Exercise brief: A word-for-word reproduction of the data below is needed, with no pictures in it.

Information provided:
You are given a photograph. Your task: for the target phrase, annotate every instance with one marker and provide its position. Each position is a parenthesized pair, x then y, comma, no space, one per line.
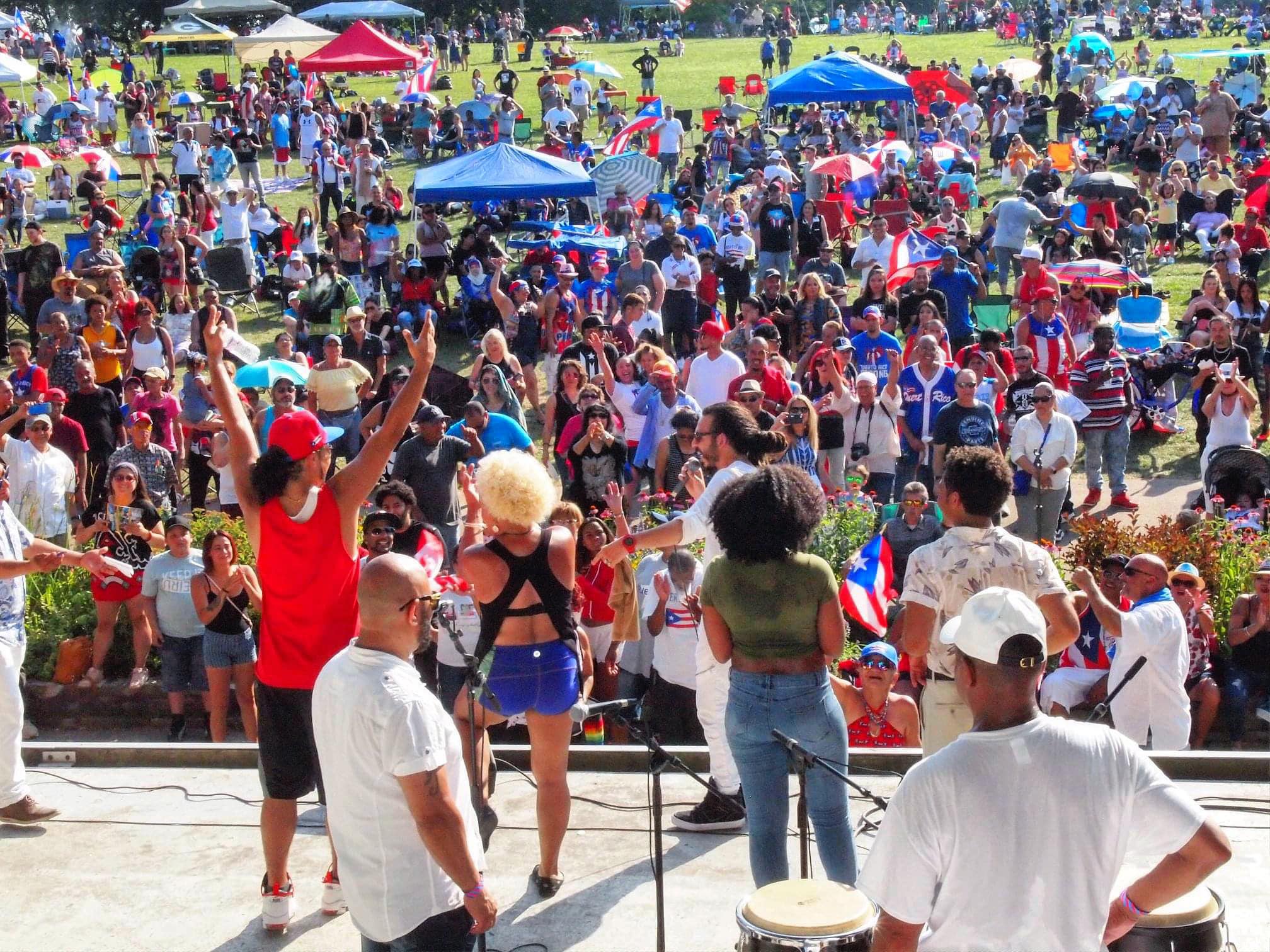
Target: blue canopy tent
(502,172)
(837,77)
(370,11)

Answer to this exercise:
You are given a photograph. Your task: for the target phrase, annotate every instance with one marker and provide its position. Each position is a parenthesized pair, x then y, comma, no space, one per line.
Target: blue canopy tent
(502,172)
(837,77)
(370,11)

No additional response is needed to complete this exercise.